» **WHAT YOU NEED TO DO**: In the data below, restate exactly the lines from the one with "of the cinder" to the final line, both included, but not the pictures.

☆ ☆ ☆ ☆

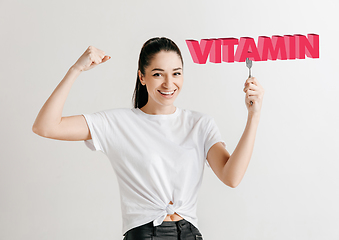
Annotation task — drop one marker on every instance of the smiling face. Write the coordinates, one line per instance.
(163, 79)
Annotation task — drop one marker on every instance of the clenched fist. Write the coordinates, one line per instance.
(254, 93)
(90, 58)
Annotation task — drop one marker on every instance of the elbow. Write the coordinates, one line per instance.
(38, 131)
(231, 183)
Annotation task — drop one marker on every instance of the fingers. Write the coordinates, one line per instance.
(250, 86)
(96, 55)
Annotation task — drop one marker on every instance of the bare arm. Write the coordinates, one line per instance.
(49, 122)
(230, 169)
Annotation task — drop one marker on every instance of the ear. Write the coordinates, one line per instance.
(141, 78)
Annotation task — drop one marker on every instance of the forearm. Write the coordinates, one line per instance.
(51, 113)
(235, 168)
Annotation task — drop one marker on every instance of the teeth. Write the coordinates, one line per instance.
(167, 93)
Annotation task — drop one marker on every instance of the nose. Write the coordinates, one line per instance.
(168, 81)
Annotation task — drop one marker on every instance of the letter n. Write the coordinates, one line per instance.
(309, 46)
(199, 52)
(272, 49)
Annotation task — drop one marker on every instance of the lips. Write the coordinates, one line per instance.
(167, 93)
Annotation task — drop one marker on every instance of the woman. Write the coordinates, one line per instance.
(157, 150)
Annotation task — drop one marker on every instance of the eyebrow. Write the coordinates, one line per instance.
(159, 69)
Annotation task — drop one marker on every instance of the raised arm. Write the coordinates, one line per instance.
(230, 169)
(49, 122)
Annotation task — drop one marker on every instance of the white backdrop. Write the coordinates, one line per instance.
(54, 189)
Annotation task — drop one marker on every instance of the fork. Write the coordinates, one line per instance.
(249, 65)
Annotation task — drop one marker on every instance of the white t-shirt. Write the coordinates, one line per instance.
(156, 158)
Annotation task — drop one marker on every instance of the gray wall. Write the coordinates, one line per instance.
(54, 189)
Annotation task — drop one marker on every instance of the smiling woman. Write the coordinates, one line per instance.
(157, 150)
(163, 79)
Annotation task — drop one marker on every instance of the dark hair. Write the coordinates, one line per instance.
(148, 50)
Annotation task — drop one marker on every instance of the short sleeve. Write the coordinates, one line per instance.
(97, 124)
(212, 136)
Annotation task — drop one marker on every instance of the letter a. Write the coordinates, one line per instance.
(200, 52)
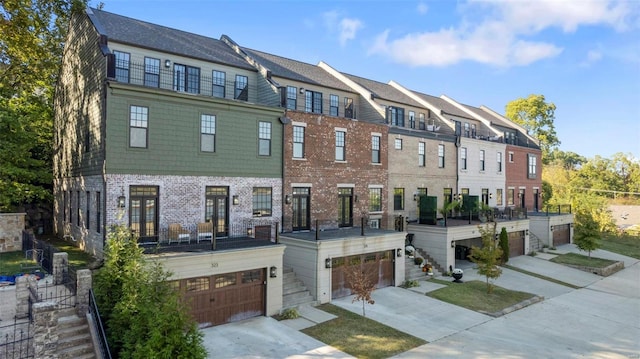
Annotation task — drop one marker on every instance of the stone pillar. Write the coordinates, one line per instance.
(60, 265)
(45, 336)
(84, 283)
(23, 283)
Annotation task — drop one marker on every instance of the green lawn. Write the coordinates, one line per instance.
(361, 337)
(625, 244)
(473, 295)
(582, 260)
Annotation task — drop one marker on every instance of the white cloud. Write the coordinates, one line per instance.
(422, 8)
(503, 33)
(346, 28)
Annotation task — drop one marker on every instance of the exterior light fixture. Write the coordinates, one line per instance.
(327, 263)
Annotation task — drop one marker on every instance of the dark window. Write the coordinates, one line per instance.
(375, 149)
(87, 222)
(463, 158)
(264, 139)
(398, 199)
(349, 111)
(340, 146)
(313, 101)
(241, 88)
(261, 201)
(151, 72)
(122, 65)
(298, 142)
(375, 199)
(334, 102)
(186, 78)
(138, 122)
(219, 84)
(207, 133)
(98, 212)
(292, 97)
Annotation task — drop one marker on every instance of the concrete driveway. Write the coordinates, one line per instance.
(599, 320)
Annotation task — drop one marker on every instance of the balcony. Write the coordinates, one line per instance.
(190, 80)
(205, 236)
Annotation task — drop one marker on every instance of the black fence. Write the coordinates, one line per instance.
(16, 339)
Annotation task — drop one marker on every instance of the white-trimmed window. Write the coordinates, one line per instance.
(138, 124)
(340, 145)
(151, 72)
(122, 65)
(375, 149)
(207, 133)
(298, 142)
(264, 138)
(219, 84)
(463, 158)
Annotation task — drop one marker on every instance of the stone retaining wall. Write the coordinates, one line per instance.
(11, 227)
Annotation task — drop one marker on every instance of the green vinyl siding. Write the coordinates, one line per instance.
(173, 142)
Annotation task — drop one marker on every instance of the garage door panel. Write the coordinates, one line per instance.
(232, 297)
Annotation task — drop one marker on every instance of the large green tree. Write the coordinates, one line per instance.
(536, 115)
(32, 34)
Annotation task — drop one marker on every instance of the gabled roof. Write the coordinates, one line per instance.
(383, 91)
(297, 70)
(155, 37)
(444, 106)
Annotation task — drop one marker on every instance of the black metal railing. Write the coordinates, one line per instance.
(16, 339)
(94, 312)
(191, 80)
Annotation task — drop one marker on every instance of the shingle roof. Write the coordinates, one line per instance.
(297, 70)
(383, 90)
(151, 36)
(443, 105)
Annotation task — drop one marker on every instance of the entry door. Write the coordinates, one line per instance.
(216, 209)
(345, 207)
(143, 212)
(301, 206)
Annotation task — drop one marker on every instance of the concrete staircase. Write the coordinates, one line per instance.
(413, 271)
(294, 291)
(74, 336)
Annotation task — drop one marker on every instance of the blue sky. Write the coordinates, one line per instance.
(582, 55)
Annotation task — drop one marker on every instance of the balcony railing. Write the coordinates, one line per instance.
(191, 81)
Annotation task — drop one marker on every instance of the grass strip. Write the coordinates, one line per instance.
(581, 260)
(473, 295)
(549, 279)
(360, 336)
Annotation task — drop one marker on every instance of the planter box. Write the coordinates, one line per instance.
(604, 271)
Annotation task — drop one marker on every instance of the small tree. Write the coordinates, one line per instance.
(361, 284)
(487, 257)
(144, 315)
(504, 245)
(587, 236)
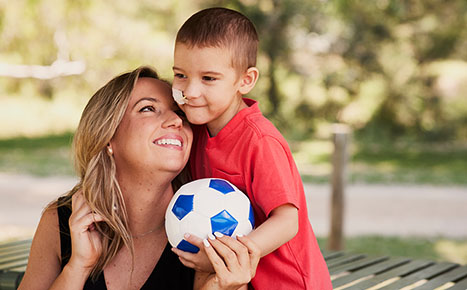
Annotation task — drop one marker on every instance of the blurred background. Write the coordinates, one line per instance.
(394, 71)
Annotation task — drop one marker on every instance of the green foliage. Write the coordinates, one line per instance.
(43, 156)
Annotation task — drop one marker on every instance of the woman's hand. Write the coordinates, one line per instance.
(86, 241)
(234, 261)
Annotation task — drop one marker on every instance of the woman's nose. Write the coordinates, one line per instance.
(173, 120)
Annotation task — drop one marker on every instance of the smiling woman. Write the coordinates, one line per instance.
(130, 149)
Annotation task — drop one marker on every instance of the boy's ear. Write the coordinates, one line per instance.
(248, 80)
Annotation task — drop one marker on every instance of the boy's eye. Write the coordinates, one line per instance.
(147, 109)
(207, 78)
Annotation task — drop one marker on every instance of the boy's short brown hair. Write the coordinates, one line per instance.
(222, 27)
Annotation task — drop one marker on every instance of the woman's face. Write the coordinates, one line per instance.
(152, 137)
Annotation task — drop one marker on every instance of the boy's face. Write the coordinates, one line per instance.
(210, 84)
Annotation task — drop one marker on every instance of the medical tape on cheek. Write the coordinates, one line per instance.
(178, 96)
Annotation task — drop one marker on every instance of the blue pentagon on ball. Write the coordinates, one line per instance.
(187, 247)
(183, 206)
(223, 222)
(251, 217)
(221, 185)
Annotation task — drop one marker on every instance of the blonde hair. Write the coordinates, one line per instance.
(96, 168)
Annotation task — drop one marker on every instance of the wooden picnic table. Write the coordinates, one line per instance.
(349, 271)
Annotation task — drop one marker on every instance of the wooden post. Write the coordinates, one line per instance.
(341, 138)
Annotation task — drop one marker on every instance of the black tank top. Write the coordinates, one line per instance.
(169, 273)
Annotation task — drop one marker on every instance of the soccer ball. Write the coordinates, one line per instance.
(206, 206)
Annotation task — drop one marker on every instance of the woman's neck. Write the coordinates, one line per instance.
(146, 200)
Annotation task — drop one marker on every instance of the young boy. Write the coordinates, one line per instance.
(214, 66)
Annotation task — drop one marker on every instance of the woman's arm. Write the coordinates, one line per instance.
(234, 262)
(44, 270)
(44, 258)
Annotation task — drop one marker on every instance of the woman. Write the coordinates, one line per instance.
(108, 231)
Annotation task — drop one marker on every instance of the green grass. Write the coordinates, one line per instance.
(437, 164)
(44, 156)
(437, 249)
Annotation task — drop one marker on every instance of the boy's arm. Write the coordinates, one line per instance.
(280, 227)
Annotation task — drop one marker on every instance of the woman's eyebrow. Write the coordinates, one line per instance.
(146, 99)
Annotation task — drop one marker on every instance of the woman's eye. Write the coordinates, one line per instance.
(206, 78)
(147, 109)
(181, 114)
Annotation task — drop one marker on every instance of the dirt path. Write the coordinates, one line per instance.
(370, 209)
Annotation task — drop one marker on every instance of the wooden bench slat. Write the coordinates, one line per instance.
(460, 285)
(352, 266)
(332, 255)
(426, 273)
(364, 272)
(347, 258)
(401, 271)
(452, 275)
(10, 280)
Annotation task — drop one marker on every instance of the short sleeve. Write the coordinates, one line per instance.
(273, 181)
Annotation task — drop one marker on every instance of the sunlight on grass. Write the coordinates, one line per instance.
(38, 116)
(451, 250)
(437, 164)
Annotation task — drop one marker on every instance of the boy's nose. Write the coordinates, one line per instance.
(191, 91)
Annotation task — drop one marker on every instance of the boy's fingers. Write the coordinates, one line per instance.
(240, 250)
(186, 263)
(254, 253)
(228, 254)
(216, 261)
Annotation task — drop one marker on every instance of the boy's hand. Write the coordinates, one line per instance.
(198, 261)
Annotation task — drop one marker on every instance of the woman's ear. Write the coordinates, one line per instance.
(249, 79)
(110, 151)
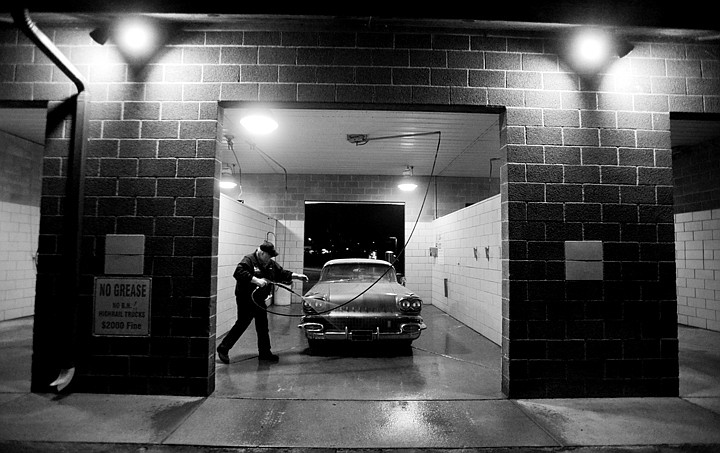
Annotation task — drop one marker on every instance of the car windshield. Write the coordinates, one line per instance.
(357, 271)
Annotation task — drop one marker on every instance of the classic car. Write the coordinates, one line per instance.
(357, 299)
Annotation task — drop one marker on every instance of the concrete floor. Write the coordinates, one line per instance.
(442, 394)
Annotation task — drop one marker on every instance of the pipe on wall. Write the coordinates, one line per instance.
(74, 195)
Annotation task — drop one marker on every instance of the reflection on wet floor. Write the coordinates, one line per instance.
(449, 361)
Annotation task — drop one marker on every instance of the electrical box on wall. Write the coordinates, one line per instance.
(124, 254)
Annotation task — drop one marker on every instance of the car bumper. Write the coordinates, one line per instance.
(315, 330)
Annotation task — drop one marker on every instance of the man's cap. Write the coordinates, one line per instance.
(269, 248)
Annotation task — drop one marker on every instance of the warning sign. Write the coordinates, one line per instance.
(122, 306)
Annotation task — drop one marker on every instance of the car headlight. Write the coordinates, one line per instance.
(409, 304)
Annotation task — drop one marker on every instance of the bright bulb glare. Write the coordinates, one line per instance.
(407, 186)
(136, 37)
(259, 124)
(592, 49)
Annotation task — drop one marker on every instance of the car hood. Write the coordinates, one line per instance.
(382, 296)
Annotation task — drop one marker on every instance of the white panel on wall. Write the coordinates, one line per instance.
(469, 265)
(19, 225)
(697, 260)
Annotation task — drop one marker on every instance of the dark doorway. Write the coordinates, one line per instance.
(352, 230)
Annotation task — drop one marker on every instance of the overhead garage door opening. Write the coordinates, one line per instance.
(352, 230)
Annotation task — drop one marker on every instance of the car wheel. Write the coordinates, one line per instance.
(314, 346)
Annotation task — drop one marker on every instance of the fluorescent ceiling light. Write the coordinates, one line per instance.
(259, 122)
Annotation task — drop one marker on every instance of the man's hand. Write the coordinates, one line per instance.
(260, 282)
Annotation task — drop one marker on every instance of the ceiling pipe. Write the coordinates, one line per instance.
(74, 195)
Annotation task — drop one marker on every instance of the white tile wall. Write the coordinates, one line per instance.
(19, 225)
(697, 257)
(242, 229)
(474, 277)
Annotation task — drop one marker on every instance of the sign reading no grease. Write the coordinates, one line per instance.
(122, 306)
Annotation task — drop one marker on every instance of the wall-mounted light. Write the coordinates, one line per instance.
(407, 184)
(227, 181)
(590, 50)
(259, 121)
(138, 38)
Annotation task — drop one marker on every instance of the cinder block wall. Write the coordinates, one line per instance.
(586, 160)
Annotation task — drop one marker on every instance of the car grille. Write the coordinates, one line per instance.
(361, 323)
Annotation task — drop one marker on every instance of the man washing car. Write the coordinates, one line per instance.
(254, 276)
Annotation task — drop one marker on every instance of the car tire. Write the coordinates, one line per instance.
(314, 346)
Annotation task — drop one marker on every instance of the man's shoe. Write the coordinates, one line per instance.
(268, 357)
(224, 358)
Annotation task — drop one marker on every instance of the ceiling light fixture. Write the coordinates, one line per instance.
(407, 184)
(259, 122)
(227, 181)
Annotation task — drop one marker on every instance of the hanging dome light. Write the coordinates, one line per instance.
(226, 179)
(407, 184)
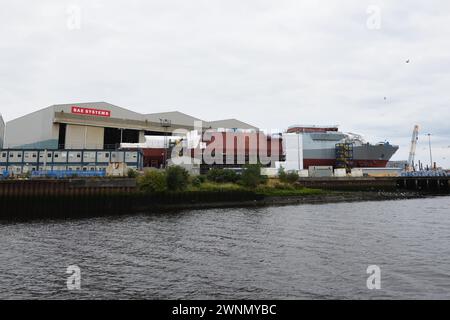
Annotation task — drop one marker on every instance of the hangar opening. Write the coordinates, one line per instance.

☆ ☆ ☆ ☆

» **TASK ANSWER**:
Annotation task — drop one marker on every instance of the cinder block wall. Write the coordinates, one line per instance.
(586, 160)
Annotation task — drop one marker on every instance of the car grille. Write the coordinates, one line per instance.
(361, 323)
Annotation task — drop one marker on every instance of the man washing car. Write the coordinates, one line per instance.
(254, 276)
Annotation task — drop one marker on every instance of the car tire. Write the coordinates, one line per instance.
(314, 346)
Annotation task — drop one marker on every instance of the man's shoe. Write the coordinates, one line per instance.
(268, 357)
(224, 358)
Annotation task — drop one marker on every instance of the ceiling light fixture. Write the coordinates, one line per instance.
(407, 184)
(259, 122)
(227, 181)
Annotation task — drop one marker on every instance of the hanging dome light. Write the coordinates, one line per instance.
(226, 179)
(407, 184)
Annotation task — drop one marker on every instance of the hangar opening. Write the coordinates, one line per instance.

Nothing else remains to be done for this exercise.